■ **Instructions to follow**:
Could you turn the material below into a JSON list of strings, one string per line, skipping blank lines and leaving out the pictures?
>> Begin
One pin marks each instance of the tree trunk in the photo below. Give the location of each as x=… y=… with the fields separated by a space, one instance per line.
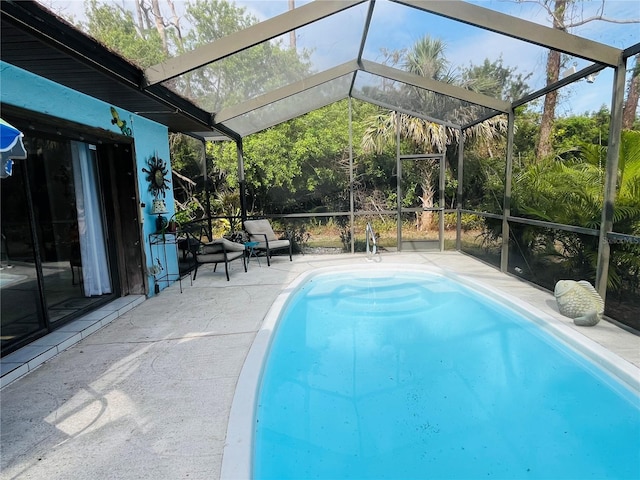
x=631 y=102
x=155 y=9
x=544 y=147
x=292 y=33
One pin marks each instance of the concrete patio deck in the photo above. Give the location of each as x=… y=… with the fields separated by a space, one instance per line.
x=147 y=395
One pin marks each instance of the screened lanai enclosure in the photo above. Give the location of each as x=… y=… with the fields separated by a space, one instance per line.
x=445 y=136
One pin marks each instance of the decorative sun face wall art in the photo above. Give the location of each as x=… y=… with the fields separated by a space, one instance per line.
x=156 y=176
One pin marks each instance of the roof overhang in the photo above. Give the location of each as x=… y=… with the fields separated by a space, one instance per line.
x=38 y=41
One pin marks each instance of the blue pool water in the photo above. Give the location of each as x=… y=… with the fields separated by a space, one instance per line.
x=412 y=375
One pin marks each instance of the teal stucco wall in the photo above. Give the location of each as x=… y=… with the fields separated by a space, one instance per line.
x=25 y=90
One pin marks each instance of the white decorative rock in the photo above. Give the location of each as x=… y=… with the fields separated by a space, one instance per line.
x=580 y=301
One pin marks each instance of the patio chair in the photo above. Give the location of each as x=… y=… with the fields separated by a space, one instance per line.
x=261 y=231
x=217 y=251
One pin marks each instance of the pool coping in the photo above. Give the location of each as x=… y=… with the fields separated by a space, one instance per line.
x=237 y=455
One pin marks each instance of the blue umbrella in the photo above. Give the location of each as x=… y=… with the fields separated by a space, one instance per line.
x=11 y=147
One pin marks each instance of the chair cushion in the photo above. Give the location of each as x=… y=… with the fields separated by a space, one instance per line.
x=273 y=244
x=260 y=227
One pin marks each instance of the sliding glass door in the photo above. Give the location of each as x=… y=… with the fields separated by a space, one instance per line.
x=54 y=258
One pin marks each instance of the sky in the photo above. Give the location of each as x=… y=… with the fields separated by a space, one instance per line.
x=396 y=26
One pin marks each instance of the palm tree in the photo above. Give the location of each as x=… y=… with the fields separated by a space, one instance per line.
x=427 y=58
x=577 y=186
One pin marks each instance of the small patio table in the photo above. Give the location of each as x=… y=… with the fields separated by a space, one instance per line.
x=251 y=252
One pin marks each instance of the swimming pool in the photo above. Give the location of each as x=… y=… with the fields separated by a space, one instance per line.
x=388 y=373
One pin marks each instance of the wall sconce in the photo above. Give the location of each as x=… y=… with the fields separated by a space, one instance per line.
x=159 y=207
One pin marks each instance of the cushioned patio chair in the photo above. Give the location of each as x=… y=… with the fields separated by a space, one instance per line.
x=261 y=231
x=218 y=251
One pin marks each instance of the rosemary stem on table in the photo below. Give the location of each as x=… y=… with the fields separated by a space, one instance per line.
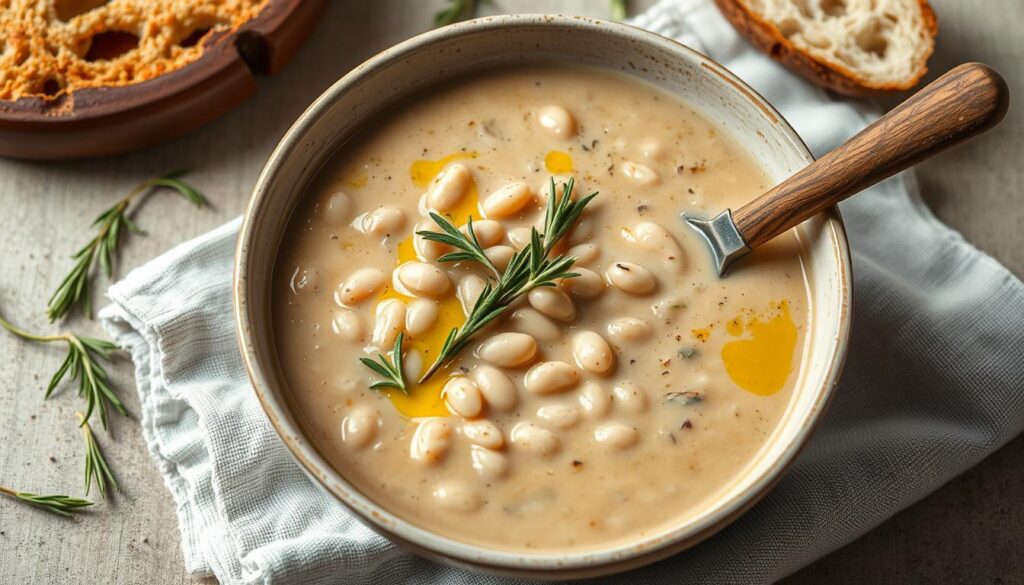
x=111 y=224
x=56 y=504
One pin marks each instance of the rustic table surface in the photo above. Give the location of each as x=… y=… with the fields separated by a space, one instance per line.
x=971 y=530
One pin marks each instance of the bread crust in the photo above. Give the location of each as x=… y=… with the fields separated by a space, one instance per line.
x=767 y=37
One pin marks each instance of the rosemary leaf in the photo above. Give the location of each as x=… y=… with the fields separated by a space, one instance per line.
x=390 y=371
x=528 y=268
x=470 y=246
x=60 y=505
x=455 y=11
x=96 y=469
x=82 y=364
x=111 y=225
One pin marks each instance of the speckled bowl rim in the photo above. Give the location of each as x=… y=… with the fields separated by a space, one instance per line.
x=546 y=566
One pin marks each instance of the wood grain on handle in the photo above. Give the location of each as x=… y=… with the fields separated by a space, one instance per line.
x=965 y=101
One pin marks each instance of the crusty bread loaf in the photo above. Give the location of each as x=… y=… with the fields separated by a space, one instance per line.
x=50 y=47
x=855 y=47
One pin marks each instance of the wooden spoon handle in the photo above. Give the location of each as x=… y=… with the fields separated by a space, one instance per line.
x=965 y=101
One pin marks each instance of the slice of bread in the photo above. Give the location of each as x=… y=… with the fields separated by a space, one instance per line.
x=854 y=47
x=52 y=47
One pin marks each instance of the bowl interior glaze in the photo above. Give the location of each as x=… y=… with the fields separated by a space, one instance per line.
x=419 y=63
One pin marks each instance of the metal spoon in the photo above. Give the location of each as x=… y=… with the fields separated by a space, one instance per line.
x=962 y=103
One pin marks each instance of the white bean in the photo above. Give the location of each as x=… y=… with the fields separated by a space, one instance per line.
x=639 y=173
x=584 y=253
x=625 y=330
x=616 y=434
x=557 y=121
x=489 y=464
x=630 y=398
x=389 y=323
x=653 y=240
x=497 y=388
x=358 y=286
x=430 y=441
x=631 y=278
x=488 y=232
x=347 y=325
x=420 y=316
x=469 y=291
x=507 y=201
x=304 y=280
x=386 y=220
x=449 y=187
x=519 y=237
x=559 y=416
x=553 y=302
x=359 y=427
x=652 y=149
x=534 y=439
x=582 y=232
x=534 y=323
x=666 y=307
x=428 y=250
x=551 y=377
x=508 y=349
x=587 y=285
x=483 y=432
x=592 y=352
x=422 y=279
x=463 y=398
x=455 y=496
x=596 y=402
x=338 y=209
x=500 y=255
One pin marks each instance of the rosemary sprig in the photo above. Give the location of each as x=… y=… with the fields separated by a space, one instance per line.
x=471 y=249
x=74 y=289
x=96 y=469
x=528 y=268
x=61 y=505
x=82 y=363
x=390 y=371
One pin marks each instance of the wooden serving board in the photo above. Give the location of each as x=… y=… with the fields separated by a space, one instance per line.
x=103 y=121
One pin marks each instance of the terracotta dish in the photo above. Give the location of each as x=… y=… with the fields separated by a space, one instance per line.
x=103 y=121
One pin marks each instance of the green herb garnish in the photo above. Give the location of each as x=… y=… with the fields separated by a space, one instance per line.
x=74 y=289
x=82 y=363
x=96 y=469
x=528 y=268
x=390 y=371
x=61 y=505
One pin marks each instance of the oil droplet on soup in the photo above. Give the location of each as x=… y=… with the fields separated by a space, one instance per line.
x=558 y=162
x=425 y=400
x=762 y=362
x=424 y=171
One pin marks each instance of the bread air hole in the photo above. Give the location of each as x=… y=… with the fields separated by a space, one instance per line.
x=50 y=87
x=790 y=27
x=68 y=9
x=872 y=40
x=834 y=7
x=111 y=44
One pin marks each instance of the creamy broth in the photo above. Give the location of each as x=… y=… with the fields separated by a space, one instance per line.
x=608 y=408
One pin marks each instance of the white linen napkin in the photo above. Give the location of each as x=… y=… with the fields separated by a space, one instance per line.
x=932 y=385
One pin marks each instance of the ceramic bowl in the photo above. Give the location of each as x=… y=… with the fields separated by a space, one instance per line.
x=416 y=65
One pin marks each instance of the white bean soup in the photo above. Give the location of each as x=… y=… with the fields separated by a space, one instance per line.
x=610 y=406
>> End
■ **Solution to the problem**:
[
  "One pin marks each instance of the tree trunk in the photo below. Give the location of each as x=… y=… with the fields separated by a space, one instance per line.",
  "x=631 y=102",
  "x=155 y=9",
  "x=544 y=147",
  "x=292 y=33",
  "One pin marks each instance of the concrete patio deck in the photo above. Give the location of each as x=… y=… with the fields separated by a space, one instance per line.",
  "x=147 y=395",
  "One pin marks each instance of the screened lanai enclosure in the photo above. Give the location of each as x=… y=… with the fields separated by a space, one instance per line.",
  "x=445 y=136",
  "One pin marks each instance of the decorative sun face wall art in the photo above. Give the location of each as x=… y=… with the fields separated by a space, one instance per line.",
  "x=156 y=176",
  "One pin marks each instance of the roof overhang in the photo above. Give the location of each as x=… y=… with the fields separated by a space, one instance per line.",
  "x=38 y=41",
  "One pin marks each instance of the blue pool water in the photo above. Give the location of each as x=… y=… with the fields separated by a space, one instance per line.",
  "x=412 y=375",
  "One pin marks each instance of the teal stucco wall in the photo above. Give the location of each as x=… y=… with the fields separated by a space, one instance per line.",
  "x=25 y=90",
  "One pin marks each instance of the white decorative rock in the photo above. Give the location of each as x=… y=… with the fields separated by a space, one instance per line.",
  "x=580 y=301",
  "One pin marks each instance of the patio chair in the photo above. Give the location of each as x=… y=… with the fields separated by a space, one instance per line.",
  "x=261 y=231",
  "x=217 y=251",
  "One pin marks each instance of the pool coping in the photo above. Give the location of each as x=… y=… with the fields separated by a space, one instance per line.",
  "x=237 y=455",
  "One pin marks each instance of the blue umbrella in the photo above. Give the location of each as x=… y=… with the fields separated by a space, one instance per line.",
  "x=11 y=147",
  "One pin marks each instance of the chair cushion in the photo above. Give the location of each as x=… y=… with the fields separated by a space, one instance per line.",
  "x=273 y=244",
  "x=260 y=227",
  "One pin marks each instance of the sliding glass door in the photo above. Give the location of each as x=… y=… with the fields separated by a space, one instance per line.",
  "x=54 y=258",
  "One pin marks each instance of the sky in the photo above. Give the location of each as x=… y=… with the fields separated by a space, one instance per line.",
  "x=396 y=26",
  "One pin marks each instance of the palm tree in the photo above. Give the location of each as x=… y=… with the fields separated by a space, one instance per line.",
  "x=427 y=58",
  "x=577 y=186",
  "One pin marks each instance of the small patio table in the photo above. Give the location of each as x=… y=… with the fields separated by a space, one instance per line.",
  "x=251 y=252",
  "One pin marks each instance of the swimming pool in the photo above. Give the location of each as x=… y=… with the fields separated by a space, one instance per line.",
  "x=388 y=373",
  "One pin marks each instance of the wall sconce in the photo above. Give the location of each as x=… y=… with the fields separated by a space, one instance per line.",
  "x=159 y=207",
  "One pin marks each instance of the cushioned patio chair in the photo above. Give the location of each as x=… y=… with the fields separated by a space, one instance per line.",
  "x=261 y=231",
  "x=218 y=251",
  "One pin marks each instance of the rosemary stem on table in the photo below. Give the location of each as x=… y=… with the fields separated by a space, one instance per line.",
  "x=111 y=224",
  "x=56 y=504",
  "One pin marks each instance of the rustic table surface in the photo above. Give the location of each as x=… y=… with the fields separated by a space, one instance per line.",
  "x=971 y=530",
  "One pin marks each instance of the bread crust in the photo above. Give the location of each as x=… y=… with the fields separated by a space, one instance per line.",
  "x=767 y=37",
  "One pin marks each instance of the rosemary leaf in the photo above. Give the location of each as x=… y=… with the fields separated by a space, one instance per line.",
  "x=390 y=371",
  "x=528 y=268",
  "x=470 y=246",
  "x=60 y=505",
  "x=455 y=11",
  "x=96 y=469",
  "x=82 y=364",
  "x=111 y=225",
  "One pin marks each instance of the speckled bowl rim in the photo above. Give the location of each as x=… y=… with the fields separated by a space, one instance per line.",
  "x=546 y=566",
  "One pin marks each instance of the wood grain on handle in the photo above. Give the location of each as x=… y=… with the fields separated by a space, one instance per line.",
  "x=965 y=101",
  "One pin marks each instance of the crusty bread loaf in the photo above. Give the location of each as x=… y=… with the fields separated by a space, one instance per line.",
  "x=50 y=47",
  "x=855 y=47",
  "One pin marks each instance of the wooden spoon handle in the photo above. Give the location of each as x=… y=… with the fields separated by a space, one instance per line.",
  "x=965 y=101",
  "One pin marks each instance of the slice of bread in the photo above. Give the location of each as x=… y=… with the fields separated by a space, one instance per line.",
  "x=854 y=47",
  "x=52 y=47",
  "One pin marks each instance of the bowl interior glaze in the photo above. Give the location of each as x=… y=… with the fields separated by a space, one instance per line.",
  "x=419 y=63",
  "One pin marks each instance of the metal spoon in the photo above. Give the location of each as x=… y=… with the fields separated by a space, one instance per line.",
  "x=962 y=103",
  "One pin marks each instance of the white bean in the photo above. Give the location of each as x=… y=… with the fields separated by a space, one instance per line.",
  "x=639 y=173",
  "x=584 y=253",
  "x=625 y=330",
  "x=616 y=434",
  "x=557 y=121",
  "x=489 y=464",
  "x=630 y=398",
  "x=389 y=323",
  "x=653 y=240",
  "x=497 y=388",
  "x=358 y=286",
  "x=430 y=441",
  "x=631 y=278",
  "x=488 y=232",
  "x=347 y=325",
  "x=420 y=316",
  "x=469 y=291",
  "x=507 y=201",
  "x=304 y=280",
  "x=386 y=220",
  "x=449 y=187",
  "x=519 y=237",
  "x=559 y=416",
  "x=553 y=302",
  "x=359 y=427",
  "x=652 y=149",
  "x=534 y=439",
  "x=582 y=232",
  "x=534 y=323",
  "x=666 y=307",
  "x=428 y=250",
  "x=551 y=377",
  "x=508 y=349",
  "x=587 y=285",
  "x=483 y=432",
  "x=592 y=352",
  "x=422 y=279",
  "x=463 y=398",
  "x=455 y=496",
  "x=596 y=402",
  "x=338 y=209",
  "x=500 y=255",
  "One pin marks each instance of the rosemary sprig in the photo above. Give the location of each as x=… y=… with the fields separated by a space, one instance per line.",
  "x=471 y=249",
  "x=74 y=289",
  "x=96 y=469",
  "x=528 y=268",
  "x=61 y=505",
  "x=82 y=363",
  "x=390 y=371",
  "One pin marks each instance of the wooden serving board in the photo above. Give the location of each as x=… y=… with the fields separated by a space, one instance per line.",
  "x=103 y=121",
  "One pin marks each instance of the terracotta dish in the photo above. Give the location of each as x=… y=… with the fields separated by a space, one instance per line.",
  "x=103 y=121",
  "One pin marks each instance of the green herb garnish in the photo above. Give the location of each as x=… y=… with the fields separated by a space, one instance per line.",
  "x=74 y=289",
  "x=82 y=363",
  "x=96 y=469",
  "x=528 y=268",
  "x=390 y=371",
  "x=61 y=505",
  "One pin marks each instance of the oil droplet on soup in the photo above. Give the location of each as x=… y=… with the fields separated by a space, one instance per line.",
  "x=558 y=162",
  "x=425 y=400",
  "x=762 y=362",
  "x=424 y=171",
  "One pin marks each instance of the bread air hole in the photo above. Give the location of each as x=… y=… with the fields separated by a space, one instance per line.",
  "x=50 y=87",
  "x=790 y=27",
  "x=68 y=9",
  "x=872 y=40",
  "x=834 y=7",
  "x=111 y=44",
  "One pin marks each instance of the creamy broth in the photo above. Give the location of each as x=… y=… with the fields separated by a space, one instance per line.",
  "x=608 y=408",
  "One pin marks each instance of the white linen napkin in the photo above. Give the location of each as x=… y=… with the fields separated by a space, one instance per line.",
  "x=932 y=385",
  "One pin marks each instance of the ceramic bowl in the photo above. Give the location of each as x=… y=… with the fields separated by a space, one instance per line.",
  "x=416 y=65",
  "One pin marks each instance of the white bean soup in the photo above. Give the location of each as x=… y=… with the fields separated by a space, one instance per line.",
  "x=610 y=406"
]